** Material provided follows **
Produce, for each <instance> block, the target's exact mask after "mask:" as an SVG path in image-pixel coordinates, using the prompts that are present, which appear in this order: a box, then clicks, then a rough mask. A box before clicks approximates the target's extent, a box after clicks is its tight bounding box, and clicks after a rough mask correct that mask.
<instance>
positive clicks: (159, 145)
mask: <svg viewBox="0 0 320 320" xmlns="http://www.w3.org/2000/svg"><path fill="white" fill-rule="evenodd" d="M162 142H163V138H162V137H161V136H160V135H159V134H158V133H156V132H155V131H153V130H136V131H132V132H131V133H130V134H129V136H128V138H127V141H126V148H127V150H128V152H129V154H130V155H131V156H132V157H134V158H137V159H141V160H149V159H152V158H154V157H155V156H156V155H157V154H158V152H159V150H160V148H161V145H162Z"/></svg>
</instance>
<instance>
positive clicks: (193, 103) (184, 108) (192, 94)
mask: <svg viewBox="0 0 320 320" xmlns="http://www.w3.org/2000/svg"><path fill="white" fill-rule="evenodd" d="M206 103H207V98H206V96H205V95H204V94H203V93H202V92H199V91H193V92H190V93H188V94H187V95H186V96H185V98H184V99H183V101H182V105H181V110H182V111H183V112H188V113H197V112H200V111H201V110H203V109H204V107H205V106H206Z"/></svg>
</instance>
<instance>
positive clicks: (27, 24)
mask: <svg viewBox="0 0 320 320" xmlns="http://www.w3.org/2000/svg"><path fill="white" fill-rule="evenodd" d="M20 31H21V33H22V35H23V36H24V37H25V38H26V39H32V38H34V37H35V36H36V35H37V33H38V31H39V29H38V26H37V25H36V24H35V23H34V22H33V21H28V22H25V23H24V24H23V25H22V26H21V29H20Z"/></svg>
** End of Material provided **
## Exercise description
Each record above should be returned exactly as it appears.

## Your solution
Produce, for each <instance> block, the target's exact mask after "mask:" as an SVG path in image-pixel coordinates, using the prompts that are present, which appear in this order: a box, then clicks, then a rough mask. A box before clicks approximates the target's extent, a box after clicks is its tight bounding box, and clicks after a rough mask correct that mask.
<instance>
positive clicks: (159, 145)
mask: <svg viewBox="0 0 320 320" xmlns="http://www.w3.org/2000/svg"><path fill="white" fill-rule="evenodd" d="M162 142H163V138H162V137H161V136H160V135H159V134H158V133H156V132H155V131H153V130H136V131H132V132H131V133H130V134H129V136H128V138H127V141H126V148H127V150H128V152H129V154H130V155H131V156H132V157H134V158H137V159H141V160H149V159H152V158H154V157H155V156H156V155H157V154H158V152H159V150H160V148H161V145H162Z"/></svg>
</instance>
<instance>
positive clicks: (193, 103) (184, 108) (192, 94)
mask: <svg viewBox="0 0 320 320" xmlns="http://www.w3.org/2000/svg"><path fill="white" fill-rule="evenodd" d="M206 103H207V98H206V96H205V95H204V94H203V93H202V92H199V91H193V92H190V93H188V94H187V95H186V96H185V98H184V99H183V101H182V105H181V110H182V111H183V112H188V113H197V112H200V111H201V110H203V109H204V107H205V106H206Z"/></svg>
</instance>
<instance>
positive clicks: (27, 24)
mask: <svg viewBox="0 0 320 320" xmlns="http://www.w3.org/2000/svg"><path fill="white" fill-rule="evenodd" d="M20 31H21V33H22V35H23V36H24V37H25V38H26V39H32V38H34V37H35V36H36V35H37V33H38V31H39V29H38V26H37V25H36V24H35V23H34V22H33V21H28V22H25V23H24V24H23V25H22V26H21V29H20Z"/></svg>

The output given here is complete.